__EXERCISE AIM__. Down to the last line, copy the records below without any change.

====

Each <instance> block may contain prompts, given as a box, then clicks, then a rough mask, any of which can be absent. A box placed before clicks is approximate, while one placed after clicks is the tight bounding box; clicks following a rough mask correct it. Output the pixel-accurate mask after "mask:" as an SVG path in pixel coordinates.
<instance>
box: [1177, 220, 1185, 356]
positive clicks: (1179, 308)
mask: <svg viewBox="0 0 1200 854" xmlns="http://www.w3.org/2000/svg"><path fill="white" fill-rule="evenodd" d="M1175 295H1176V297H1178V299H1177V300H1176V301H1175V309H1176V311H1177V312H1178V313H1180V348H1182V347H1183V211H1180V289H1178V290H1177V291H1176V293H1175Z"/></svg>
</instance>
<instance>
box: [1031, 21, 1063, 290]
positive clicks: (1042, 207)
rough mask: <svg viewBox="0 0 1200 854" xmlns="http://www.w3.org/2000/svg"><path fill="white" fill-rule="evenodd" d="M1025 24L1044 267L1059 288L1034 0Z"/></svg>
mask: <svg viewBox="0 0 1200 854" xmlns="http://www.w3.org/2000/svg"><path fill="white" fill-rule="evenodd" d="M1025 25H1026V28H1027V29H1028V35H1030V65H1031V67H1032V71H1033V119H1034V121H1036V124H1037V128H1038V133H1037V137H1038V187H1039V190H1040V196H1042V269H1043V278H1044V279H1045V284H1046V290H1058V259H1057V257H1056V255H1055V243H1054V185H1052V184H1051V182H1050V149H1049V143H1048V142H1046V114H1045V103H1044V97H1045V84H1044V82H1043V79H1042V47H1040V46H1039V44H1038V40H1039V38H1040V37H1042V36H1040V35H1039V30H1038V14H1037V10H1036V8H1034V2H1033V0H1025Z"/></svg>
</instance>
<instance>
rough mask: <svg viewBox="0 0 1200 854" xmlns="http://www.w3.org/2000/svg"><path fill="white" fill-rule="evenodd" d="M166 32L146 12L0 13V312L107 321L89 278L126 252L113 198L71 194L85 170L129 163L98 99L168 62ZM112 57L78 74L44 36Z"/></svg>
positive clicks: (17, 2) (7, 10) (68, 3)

====

__EXPECTED OUTPUT__.
Each <instance> block may contain prompts, given as a box, then clicks, then a rough mask, any of which can be absent. A box placed before clicks is approximate, while one placed after clicks is the tight bounding box; clicks following a rough mask correct it. Output the pixel-accurate mask after "mask:" as an SVG path in pixel coordinates.
<instance>
box: [1177, 220, 1185, 356]
positive clicks: (1179, 308)
mask: <svg viewBox="0 0 1200 854" xmlns="http://www.w3.org/2000/svg"><path fill="white" fill-rule="evenodd" d="M1175 295H1176V297H1178V299H1177V300H1176V301H1175V309H1176V311H1177V312H1178V313H1180V348H1182V347H1183V211H1180V289H1178V290H1177V291H1176V293H1175Z"/></svg>
</instance>
<instance>
box: [1031, 21, 1063, 290]
positive clicks: (1042, 207)
rough mask: <svg viewBox="0 0 1200 854" xmlns="http://www.w3.org/2000/svg"><path fill="white" fill-rule="evenodd" d="M1025 24L1044 267L1059 288L1034 0Z"/></svg>
mask: <svg viewBox="0 0 1200 854" xmlns="http://www.w3.org/2000/svg"><path fill="white" fill-rule="evenodd" d="M1025 25H1026V28H1027V29H1028V35H1030V65H1031V67H1032V71H1033V119H1034V121H1036V124H1037V128H1038V133H1037V137H1038V187H1039V190H1040V196H1042V269H1043V278H1044V279H1045V284H1046V290H1058V259H1057V257H1056V255H1055V243H1054V185H1052V184H1051V182H1050V149H1049V143H1048V142H1046V114H1045V103H1044V97H1045V84H1044V82H1043V79H1042V47H1040V46H1039V44H1038V40H1039V38H1040V37H1042V36H1040V35H1039V30H1038V14H1037V10H1036V8H1034V2H1033V0H1025Z"/></svg>
</instance>
<instance>
rough mask: <svg viewBox="0 0 1200 854" xmlns="http://www.w3.org/2000/svg"><path fill="white" fill-rule="evenodd" d="M166 32L146 12L0 13V312L107 321L89 278L126 252L113 198L71 194L85 170L129 163L98 99L168 62ZM112 57L78 74L44 36Z"/></svg>
positive clicks: (17, 2) (7, 10) (68, 3)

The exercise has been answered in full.